### TASK TO CARRY OUT
Please count the lines in the records below that contain the string "hair", and reply with the number alone.

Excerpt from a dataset
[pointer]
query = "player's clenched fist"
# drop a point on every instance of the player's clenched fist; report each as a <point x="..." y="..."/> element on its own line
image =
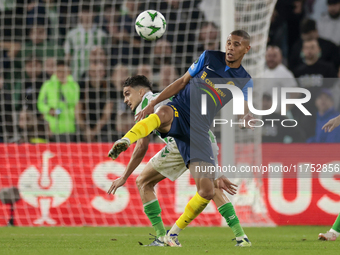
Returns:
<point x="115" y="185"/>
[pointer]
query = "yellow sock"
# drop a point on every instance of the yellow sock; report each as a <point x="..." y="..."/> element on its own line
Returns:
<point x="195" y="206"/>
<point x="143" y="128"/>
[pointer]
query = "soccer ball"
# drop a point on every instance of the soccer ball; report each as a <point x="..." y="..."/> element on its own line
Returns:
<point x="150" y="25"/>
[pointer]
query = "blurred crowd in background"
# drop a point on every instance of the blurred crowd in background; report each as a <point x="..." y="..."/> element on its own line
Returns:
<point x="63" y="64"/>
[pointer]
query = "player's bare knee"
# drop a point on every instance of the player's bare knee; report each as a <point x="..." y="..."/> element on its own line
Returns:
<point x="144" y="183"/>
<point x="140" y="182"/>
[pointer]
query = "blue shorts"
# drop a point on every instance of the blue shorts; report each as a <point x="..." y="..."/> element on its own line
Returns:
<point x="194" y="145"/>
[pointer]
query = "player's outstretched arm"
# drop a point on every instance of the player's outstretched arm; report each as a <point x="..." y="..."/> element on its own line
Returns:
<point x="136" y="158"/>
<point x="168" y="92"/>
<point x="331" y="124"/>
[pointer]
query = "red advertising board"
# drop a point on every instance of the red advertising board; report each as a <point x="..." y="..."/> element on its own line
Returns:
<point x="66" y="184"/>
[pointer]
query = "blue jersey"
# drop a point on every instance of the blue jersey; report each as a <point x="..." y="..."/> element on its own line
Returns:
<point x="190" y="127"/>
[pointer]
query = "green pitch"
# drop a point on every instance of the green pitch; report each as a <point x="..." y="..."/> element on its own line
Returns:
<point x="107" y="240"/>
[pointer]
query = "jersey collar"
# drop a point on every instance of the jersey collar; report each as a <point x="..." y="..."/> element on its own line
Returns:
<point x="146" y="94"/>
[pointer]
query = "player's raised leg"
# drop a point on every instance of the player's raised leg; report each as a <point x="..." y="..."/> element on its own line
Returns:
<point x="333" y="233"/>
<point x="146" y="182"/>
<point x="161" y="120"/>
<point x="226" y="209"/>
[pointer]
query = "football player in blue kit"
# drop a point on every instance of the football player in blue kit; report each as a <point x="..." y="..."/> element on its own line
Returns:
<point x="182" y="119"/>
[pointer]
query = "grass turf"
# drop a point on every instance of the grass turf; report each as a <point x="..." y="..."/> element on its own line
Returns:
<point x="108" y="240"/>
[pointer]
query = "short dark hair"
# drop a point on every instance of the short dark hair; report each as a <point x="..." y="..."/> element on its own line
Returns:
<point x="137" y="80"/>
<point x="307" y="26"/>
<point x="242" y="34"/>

* * *

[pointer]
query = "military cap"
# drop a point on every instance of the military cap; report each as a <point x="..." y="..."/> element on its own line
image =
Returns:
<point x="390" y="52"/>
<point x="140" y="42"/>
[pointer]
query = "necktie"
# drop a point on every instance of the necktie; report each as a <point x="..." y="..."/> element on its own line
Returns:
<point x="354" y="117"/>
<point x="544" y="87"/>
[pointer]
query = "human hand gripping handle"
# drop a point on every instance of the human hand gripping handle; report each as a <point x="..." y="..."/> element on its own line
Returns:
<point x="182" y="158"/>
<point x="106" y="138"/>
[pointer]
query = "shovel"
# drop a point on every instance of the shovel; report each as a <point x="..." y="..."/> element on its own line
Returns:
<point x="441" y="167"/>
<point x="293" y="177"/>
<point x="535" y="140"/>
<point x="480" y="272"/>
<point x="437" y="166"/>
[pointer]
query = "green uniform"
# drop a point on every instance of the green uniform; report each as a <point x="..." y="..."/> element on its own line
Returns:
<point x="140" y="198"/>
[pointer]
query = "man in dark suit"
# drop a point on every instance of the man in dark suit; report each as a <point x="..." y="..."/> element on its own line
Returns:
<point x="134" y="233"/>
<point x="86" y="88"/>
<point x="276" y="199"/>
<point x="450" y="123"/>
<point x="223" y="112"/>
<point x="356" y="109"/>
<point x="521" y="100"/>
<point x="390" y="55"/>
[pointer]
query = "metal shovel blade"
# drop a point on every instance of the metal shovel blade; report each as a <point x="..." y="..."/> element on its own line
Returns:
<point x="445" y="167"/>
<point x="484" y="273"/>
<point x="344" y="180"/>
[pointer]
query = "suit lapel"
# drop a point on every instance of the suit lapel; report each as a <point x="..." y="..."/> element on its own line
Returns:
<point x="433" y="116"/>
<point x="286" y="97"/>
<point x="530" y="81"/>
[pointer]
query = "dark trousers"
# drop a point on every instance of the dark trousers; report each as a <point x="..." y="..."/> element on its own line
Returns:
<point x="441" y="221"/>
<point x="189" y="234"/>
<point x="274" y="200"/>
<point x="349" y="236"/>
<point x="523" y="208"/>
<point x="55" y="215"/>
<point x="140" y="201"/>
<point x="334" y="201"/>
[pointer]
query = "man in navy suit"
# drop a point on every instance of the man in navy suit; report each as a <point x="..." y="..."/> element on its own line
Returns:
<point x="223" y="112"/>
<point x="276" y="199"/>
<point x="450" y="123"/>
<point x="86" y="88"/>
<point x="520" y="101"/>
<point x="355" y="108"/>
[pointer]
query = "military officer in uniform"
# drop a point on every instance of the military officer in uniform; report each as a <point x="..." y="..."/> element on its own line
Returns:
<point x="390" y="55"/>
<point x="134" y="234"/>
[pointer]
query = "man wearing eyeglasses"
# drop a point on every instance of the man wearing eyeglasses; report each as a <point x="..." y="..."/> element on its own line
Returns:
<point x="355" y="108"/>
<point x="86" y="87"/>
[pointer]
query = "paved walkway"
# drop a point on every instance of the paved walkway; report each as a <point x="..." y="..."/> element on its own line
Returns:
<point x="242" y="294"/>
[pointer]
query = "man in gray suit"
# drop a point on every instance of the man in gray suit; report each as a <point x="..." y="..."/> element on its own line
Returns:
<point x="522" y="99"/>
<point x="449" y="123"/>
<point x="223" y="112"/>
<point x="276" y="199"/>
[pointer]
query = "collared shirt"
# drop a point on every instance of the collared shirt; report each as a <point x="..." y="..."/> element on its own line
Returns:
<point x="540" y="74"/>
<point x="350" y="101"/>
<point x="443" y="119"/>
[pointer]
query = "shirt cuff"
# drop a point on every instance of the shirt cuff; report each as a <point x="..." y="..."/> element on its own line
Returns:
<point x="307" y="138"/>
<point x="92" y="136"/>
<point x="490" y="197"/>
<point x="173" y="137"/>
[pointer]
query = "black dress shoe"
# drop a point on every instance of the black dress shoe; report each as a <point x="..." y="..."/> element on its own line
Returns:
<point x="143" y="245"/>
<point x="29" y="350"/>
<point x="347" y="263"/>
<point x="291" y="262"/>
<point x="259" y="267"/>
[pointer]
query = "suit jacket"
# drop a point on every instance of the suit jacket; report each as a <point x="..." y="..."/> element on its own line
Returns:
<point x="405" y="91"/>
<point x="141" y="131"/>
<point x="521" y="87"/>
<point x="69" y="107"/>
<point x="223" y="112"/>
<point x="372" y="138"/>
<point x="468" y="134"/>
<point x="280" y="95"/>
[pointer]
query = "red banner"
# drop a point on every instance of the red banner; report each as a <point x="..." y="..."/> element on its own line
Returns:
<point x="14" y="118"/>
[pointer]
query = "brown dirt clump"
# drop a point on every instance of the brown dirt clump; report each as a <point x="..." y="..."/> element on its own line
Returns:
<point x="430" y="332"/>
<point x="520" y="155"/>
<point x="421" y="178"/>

### WRITTEN ANSWER
2